[Exercise input]

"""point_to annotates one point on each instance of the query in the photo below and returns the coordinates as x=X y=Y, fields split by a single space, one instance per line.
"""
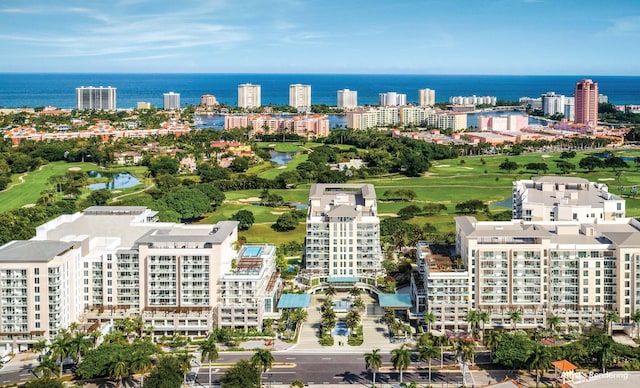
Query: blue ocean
x=35 y=90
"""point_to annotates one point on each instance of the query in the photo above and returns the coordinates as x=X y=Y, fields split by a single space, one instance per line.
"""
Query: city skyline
x=291 y=36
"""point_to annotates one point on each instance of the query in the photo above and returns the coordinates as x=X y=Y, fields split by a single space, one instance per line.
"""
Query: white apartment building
x=300 y=96
x=347 y=99
x=553 y=103
x=392 y=99
x=250 y=290
x=342 y=245
x=111 y=262
x=473 y=100
x=92 y=98
x=249 y=96
x=554 y=198
x=426 y=97
x=171 y=101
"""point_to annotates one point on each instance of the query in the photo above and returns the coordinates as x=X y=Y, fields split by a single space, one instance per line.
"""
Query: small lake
x=282 y=158
x=121 y=180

[/Exercise input]

» **Requirement**:
The copy you produce must hold all the records above exactly and none of their pictures.

» **Task result**:
"""point_to annotates one point on each instance of the query in the photo below and returns the coordinates as x=X y=Y, fields split by a single space, one instance per line.
"""
Query: blue ocean
x=35 y=90
"""point_to annotates one point on each instance of the query in the photo above and returns the coordinates as x=X y=Y, fields split by a single space, one instance per line.
"""
Query: city skyline
x=291 y=36
"""point_to annotates one point on each instance of the query in the photo above and returns the coordinates as x=X y=Y, fields split by a single space, one instance per line.
"""
Query: white apartment building
x=300 y=96
x=347 y=99
x=553 y=103
x=392 y=99
x=250 y=290
x=342 y=245
x=111 y=262
x=473 y=100
x=92 y=98
x=249 y=96
x=554 y=198
x=426 y=97
x=171 y=101
"""point_to annotates one point on each instance of the query in the photo above and returns the coordinates as x=X y=Y, fields split by a single space, one instance per line.
"""
Query: small lake
x=282 y=158
x=121 y=180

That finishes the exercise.